*Extract to read*
Emerging research is painting an alarming picture of how Covid and the Covid vaccines stand to negatively impacting the health of nearly all of us.

Researchers say one of the biggest issues lies in the unique "spike protein" of Covid, which the vaccines instruct our bodies to make.

There is a wide array of symptoms that sometimes emerge seemingly out of the blue months or years later, even among those who had no symptoms of Covid at the time, or suffered no obvious immediate adverse events from the vaccine. They include critical tissue damage and problems with heart, lungs, skin, blood, endocrine system, kidneys, brain, liver, gastrointestinal system and more.

Scientists say this could manifest as clots, stroke, heart issues including atrial fibrillation, shortness of breath, extreme tiredness and/or weakness, paralysis, thinking problems, and more.

According to researchers, your regular specialists may not recognize the link to a Long Vax or Long Covid illness for several reasons. First, they aren't being taught the emerging science on the topics, and the government certainly isn't spending any serious effort to push it out. Second, some of the problems, such as microclots, are not observable through the normal scans and diagnostic tests that doctors typically rely upon. Third, if the physicians can attribute the illness to any other cause, such as aging or pre-existing conditions, they often write it off and don't understand the need to dig more deeply.

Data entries

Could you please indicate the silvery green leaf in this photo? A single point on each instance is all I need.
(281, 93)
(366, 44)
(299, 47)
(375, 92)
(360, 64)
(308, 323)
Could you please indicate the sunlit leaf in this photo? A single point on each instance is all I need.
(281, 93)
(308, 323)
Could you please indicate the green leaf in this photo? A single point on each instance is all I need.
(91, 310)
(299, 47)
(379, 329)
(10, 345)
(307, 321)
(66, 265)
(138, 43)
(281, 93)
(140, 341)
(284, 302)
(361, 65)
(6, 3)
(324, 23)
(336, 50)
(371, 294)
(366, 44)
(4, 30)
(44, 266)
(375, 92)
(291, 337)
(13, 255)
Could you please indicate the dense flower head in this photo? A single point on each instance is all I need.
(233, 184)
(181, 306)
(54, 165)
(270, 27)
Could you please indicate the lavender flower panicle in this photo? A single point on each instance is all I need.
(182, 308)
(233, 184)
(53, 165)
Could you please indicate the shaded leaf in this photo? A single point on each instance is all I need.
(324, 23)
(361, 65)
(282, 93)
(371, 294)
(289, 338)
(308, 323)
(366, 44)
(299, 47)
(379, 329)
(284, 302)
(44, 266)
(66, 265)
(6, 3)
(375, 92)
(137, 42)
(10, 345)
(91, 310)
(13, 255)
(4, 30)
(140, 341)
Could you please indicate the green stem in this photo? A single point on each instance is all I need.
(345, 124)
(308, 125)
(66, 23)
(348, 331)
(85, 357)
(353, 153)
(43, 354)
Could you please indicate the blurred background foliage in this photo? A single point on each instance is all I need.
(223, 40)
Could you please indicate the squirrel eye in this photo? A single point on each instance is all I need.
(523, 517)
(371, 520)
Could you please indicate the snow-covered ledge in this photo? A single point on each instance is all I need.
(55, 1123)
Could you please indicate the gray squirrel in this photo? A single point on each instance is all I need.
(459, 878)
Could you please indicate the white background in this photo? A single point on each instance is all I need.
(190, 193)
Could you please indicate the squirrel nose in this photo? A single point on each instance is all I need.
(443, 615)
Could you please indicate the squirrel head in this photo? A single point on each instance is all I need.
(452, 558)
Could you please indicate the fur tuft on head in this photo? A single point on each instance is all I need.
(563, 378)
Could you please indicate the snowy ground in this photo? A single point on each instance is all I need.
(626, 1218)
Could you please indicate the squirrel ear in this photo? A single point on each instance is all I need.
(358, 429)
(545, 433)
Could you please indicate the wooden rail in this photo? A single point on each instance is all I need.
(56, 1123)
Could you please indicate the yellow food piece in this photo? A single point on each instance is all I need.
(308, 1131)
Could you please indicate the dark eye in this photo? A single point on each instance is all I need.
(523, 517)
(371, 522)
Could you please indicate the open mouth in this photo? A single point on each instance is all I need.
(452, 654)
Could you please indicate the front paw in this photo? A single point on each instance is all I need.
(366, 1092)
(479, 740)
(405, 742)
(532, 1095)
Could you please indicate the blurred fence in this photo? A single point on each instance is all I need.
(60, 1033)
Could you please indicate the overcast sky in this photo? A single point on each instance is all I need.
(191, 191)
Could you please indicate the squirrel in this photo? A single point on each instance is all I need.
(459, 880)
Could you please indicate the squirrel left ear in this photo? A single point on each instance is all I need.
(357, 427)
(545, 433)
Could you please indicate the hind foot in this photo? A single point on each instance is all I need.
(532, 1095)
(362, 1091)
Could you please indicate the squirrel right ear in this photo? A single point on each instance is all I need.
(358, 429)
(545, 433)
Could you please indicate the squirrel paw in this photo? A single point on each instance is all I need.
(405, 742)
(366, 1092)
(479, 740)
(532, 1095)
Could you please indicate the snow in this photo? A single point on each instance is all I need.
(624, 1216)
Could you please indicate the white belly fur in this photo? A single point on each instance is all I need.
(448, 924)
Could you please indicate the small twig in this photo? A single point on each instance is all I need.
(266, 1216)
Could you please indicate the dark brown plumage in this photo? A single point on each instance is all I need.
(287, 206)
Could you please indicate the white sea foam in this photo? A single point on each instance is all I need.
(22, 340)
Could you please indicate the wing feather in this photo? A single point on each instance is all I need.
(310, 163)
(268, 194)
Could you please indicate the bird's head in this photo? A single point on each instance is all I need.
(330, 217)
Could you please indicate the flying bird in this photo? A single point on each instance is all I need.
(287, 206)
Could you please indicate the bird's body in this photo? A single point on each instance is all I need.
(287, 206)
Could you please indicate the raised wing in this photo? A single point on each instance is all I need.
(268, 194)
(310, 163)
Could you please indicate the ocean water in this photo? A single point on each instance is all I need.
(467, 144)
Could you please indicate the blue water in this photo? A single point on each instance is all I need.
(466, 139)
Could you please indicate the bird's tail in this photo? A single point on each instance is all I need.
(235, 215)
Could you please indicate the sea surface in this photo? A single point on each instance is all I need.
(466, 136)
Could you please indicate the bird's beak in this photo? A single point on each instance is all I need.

*Brief 1*
In the Covid piece, what do the vaccines instruct our bodies to make?
*Brief 2*
List every way the Covid piece says scientists expect the damage could manifest.
*Brief 3*
Quote the Covid piece, the stretch from "Emerging research is" through "system and more.".

*Exercise output 1*
The unique "spike protein" of Covid.

*Exercise output 2*
Clots; stroke; heart issues including atrial fibrillation; shortness of breath; extreme tiredness and/or weakness; paralysis; thinking problems

*Exercise output 3*
Emerging research is painting an alarming picture of how Covid and the Covid vaccines stand to negatively impacting the health of nearly all of us.

Researchers say one of the biggest issues lies in the unique "spike protein" of Covid, which the vaccines instruct our bodies to make.

There is a wide array of symptoms that sometimes emerge seemingly out of the blue months or years later, even among those who had no symptoms of Covid at the time, or suffered no obvious immediate adverse events from the vaccine. They include critical tissue damage and problems with heart, lungs, skin, blood, endocrine system, kidneys, brain, liver, gastrointestinal system and more.